### EXERCISE BRIEF
Copy the records below line for line, leaving out the pictures.

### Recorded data

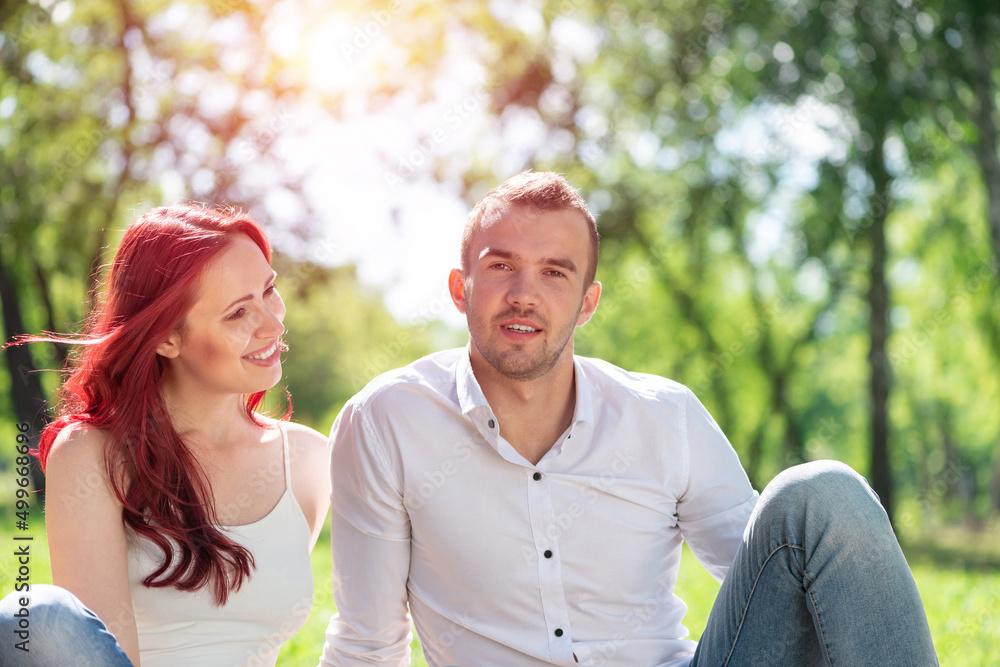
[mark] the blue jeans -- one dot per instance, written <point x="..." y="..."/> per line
<point x="818" y="580"/>
<point x="57" y="630"/>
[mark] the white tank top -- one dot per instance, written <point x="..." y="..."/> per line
<point x="188" y="628"/>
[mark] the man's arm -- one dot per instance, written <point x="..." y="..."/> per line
<point x="370" y="536"/>
<point x="714" y="509"/>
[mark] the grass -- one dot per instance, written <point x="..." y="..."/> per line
<point x="957" y="573"/>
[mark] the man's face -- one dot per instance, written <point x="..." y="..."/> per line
<point x="523" y="291"/>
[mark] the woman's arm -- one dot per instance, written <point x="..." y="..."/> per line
<point x="310" y="475"/>
<point x="83" y="519"/>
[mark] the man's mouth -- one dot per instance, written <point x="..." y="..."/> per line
<point x="520" y="328"/>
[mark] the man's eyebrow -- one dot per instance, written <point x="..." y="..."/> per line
<point x="561" y="262"/>
<point x="267" y="283"/>
<point x="497" y="252"/>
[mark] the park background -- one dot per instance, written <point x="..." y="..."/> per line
<point x="799" y="202"/>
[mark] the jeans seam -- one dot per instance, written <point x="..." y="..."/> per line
<point x="819" y="624"/>
<point x="746" y="605"/>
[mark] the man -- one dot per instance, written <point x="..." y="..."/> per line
<point x="528" y="506"/>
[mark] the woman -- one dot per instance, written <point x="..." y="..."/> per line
<point x="175" y="512"/>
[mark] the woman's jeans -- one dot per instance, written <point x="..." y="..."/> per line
<point x="59" y="631"/>
<point x="818" y="580"/>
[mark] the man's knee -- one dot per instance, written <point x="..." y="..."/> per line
<point x="821" y="486"/>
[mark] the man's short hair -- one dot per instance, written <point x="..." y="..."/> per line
<point x="542" y="191"/>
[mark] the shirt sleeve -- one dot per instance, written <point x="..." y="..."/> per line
<point x="370" y="538"/>
<point x="714" y="509"/>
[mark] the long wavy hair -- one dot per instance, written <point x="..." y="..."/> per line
<point x="114" y="384"/>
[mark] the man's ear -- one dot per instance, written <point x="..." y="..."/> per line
<point x="590" y="299"/>
<point x="170" y="347"/>
<point x="456" y="287"/>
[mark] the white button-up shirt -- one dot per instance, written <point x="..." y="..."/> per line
<point x="501" y="562"/>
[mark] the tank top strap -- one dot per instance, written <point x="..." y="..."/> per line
<point x="288" y="461"/>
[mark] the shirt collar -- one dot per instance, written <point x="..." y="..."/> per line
<point x="471" y="396"/>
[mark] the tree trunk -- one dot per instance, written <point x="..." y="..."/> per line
<point x="878" y="303"/>
<point x="981" y="82"/>
<point x="26" y="389"/>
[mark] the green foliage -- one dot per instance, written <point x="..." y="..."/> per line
<point x="340" y="336"/>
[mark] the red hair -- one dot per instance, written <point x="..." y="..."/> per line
<point x="114" y="385"/>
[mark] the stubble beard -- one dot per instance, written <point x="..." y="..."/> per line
<point x="516" y="364"/>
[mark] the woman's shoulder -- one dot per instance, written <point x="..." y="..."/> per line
<point x="78" y="444"/>
<point x="304" y="440"/>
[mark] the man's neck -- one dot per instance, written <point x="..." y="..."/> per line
<point x="532" y="413"/>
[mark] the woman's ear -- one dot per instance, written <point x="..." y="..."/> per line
<point x="169" y="348"/>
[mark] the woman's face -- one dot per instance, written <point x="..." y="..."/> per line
<point x="229" y="341"/>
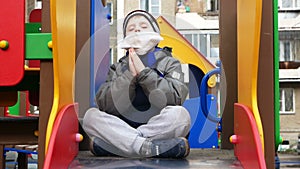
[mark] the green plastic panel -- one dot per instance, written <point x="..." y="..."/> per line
<point x="37" y="46"/>
<point x="33" y="27"/>
<point x="15" y="109"/>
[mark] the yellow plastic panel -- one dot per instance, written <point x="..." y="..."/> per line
<point x="249" y="26"/>
<point x="182" y="49"/>
<point x="63" y="26"/>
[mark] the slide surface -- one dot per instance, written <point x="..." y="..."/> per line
<point x="12" y="24"/>
<point x="182" y="49"/>
<point x="63" y="146"/>
<point x="249" y="14"/>
<point x="248" y="147"/>
<point x="63" y="26"/>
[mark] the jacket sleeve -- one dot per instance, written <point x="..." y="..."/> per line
<point x="167" y="89"/>
<point x="113" y="96"/>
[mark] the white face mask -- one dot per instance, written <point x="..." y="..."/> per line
<point x="142" y="42"/>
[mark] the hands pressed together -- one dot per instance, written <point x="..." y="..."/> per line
<point x="135" y="63"/>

### REPLY
[mark] the blue jeans -- one dot per instance, written <point x="..." y="..."/> per line
<point x="818" y="580"/>
<point x="57" y="630"/>
[mark] the white tank top -- one dot per instance, written <point x="..." y="..."/> per line
<point x="188" y="628"/>
[mark] the man's arm -- one dot per instance, written <point x="..." y="..."/> per line
<point x="370" y="536"/>
<point x="714" y="509"/>
[mark] the grass -- one dot per instance, written <point x="..." y="..."/> per line
<point x="957" y="573"/>
[mark] the man's face -- one dot per instance, written <point x="..." y="..."/> per line
<point x="523" y="291"/>
[mark] the woman's arm -- one dot per instance, written <point x="..." y="..."/> per line
<point x="310" y="475"/>
<point x="83" y="519"/>
[mark] the man's mouth -- one dot per instance, written <point x="..." y="..."/> per line
<point x="520" y="328"/>
[mark] the man's eyebrow -- one dot per instance, written <point x="..." y="..."/> per line
<point x="561" y="262"/>
<point x="267" y="283"/>
<point x="497" y="252"/>
[mark] the park background -- one dot per instance, written <point x="..." y="..."/> per line
<point x="799" y="202"/>
[mark] the jeans seam -- one dot per instance, written <point x="..." y="..."/> per line
<point x="819" y="624"/>
<point x="746" y="605"/>
[mark] the man -- one dot per instance, written <point x="..." y="..."/> per line
<point x="528" y="506"/>
[mark] the woman -- one dot per instance, written <point x="..." y="..."/> per line
<point x="175" y="512"/>
[mark] the woman's jeans -- one dot per instance, written <point x="..." y="..."/> per line
<point x="59" y="631"/>
<point x="818" y="580"/>
[mark] the man's knee -- one dot per instance, written <point x="..." y="..."/> per line
<point x="821" y="486"/>
[mark] the man's short hair -- one dot per instance, written <point x="..." y="..."/> per line
<point x="542" y="191"/>
[mark] the shirt sleeve -- one dot per instance, written <point x="..." y="..."/> per line
<point x="370" y="538"/>
<point x="714" y="509"/>
[mark] the long wavy hair -- one dot per instance, written <point x="..." y="..."/> per line
<point x="114" y="384"/>
[mark] the man's ear -- one dot per instance, written <point x="..." y="..."/> per line
<point x="590" y="299"/>
<point x="170" y="347"/>
<point x="456" y="287"/>
[mark] the white button-up shirt -- one dot per instance, written <point x="..." y="..."/> per line
<point x="501" y="562"/>
[mark] the tank top strap -- one dot per instance, written <point x="..." y="..."/> per line
<point x="288" y="461"/>
[mark] the shirt collar -- one dot per instance, written <point x="..." y="..."/> per line
<point x="471" y="396"/>
[mark] the tree trunk -- one dot per instance, written <point x="..." y="..."/> per line
<point x="878" y="303"/>
<point x="981" y="82"/>
<point x="26" y="389"/>
[mark] the green foliage -- one dot per instance, written <point x="..." y="..."/> per line
<point x="340" y="336"/>
[mark] the red hair -- one dot per instance, written <point x="..." y="..."/> per line
<point x="114" y="385"/>
[mark] the stubble beard -- one dot per instance, written <point x="..." y="..."/> per line
<point x="516" y="364"/>
[mark] the woman's shoulder -- one dot per instance, written <point x="..." y="..."/> per line
<point x="78" y="444"/>
<point x="304" y="440"/>
[mark] the man's neck -- one dot per instance, written <point x="..." y="..."/> per line
<point x="532" y="413"/>
[mark] the woman's ear -- one dot per instance, written <point x="..." y="..."/> per line
<point x="169" y="348"/>
[mark] the woman's face -- one dot per instance, written <point x="..." y="..."/> per line
<point x="229" y="341"/>
[mark] the green plastic panel -- one dot per instance, written <point x="..." y="..."/> per line
<point x="37" y="46"/>
<point x="33" y="27"/>
<point x="15" y="109"/>
[mark] the yellow plastic panel -- one dot per instance, written <point x="..." y="..."/> per line
<point x="249" y="26"/>
<point x="182" y="49"/>
<point x="63" y="26"/>
[mark] the slide surface -- one dot per instance, written <point x="..." y="..."/> per line
<point x="12" y="24"/>
<point x="182" y="49"/>
<point x="63" y="146"/>
<point x="249" y="14"/>
<point x="248" y="147"/>
<point x="63" y="26"/>
[mark] the jacket sleeve -- one dot per instance, written <point x="..." y="..."/> per line
<point x="167" y="89"/>
<point x="113" y="96"/>
[mark] the white face mask -- one dot per instance, written <point x="..." y="..."/> per line
<point x="142" y="42"/>
[mark] the hands pressed together -- one dot per instance, written <point x="..." y="..."/> per line
<point x="135" y="63"/>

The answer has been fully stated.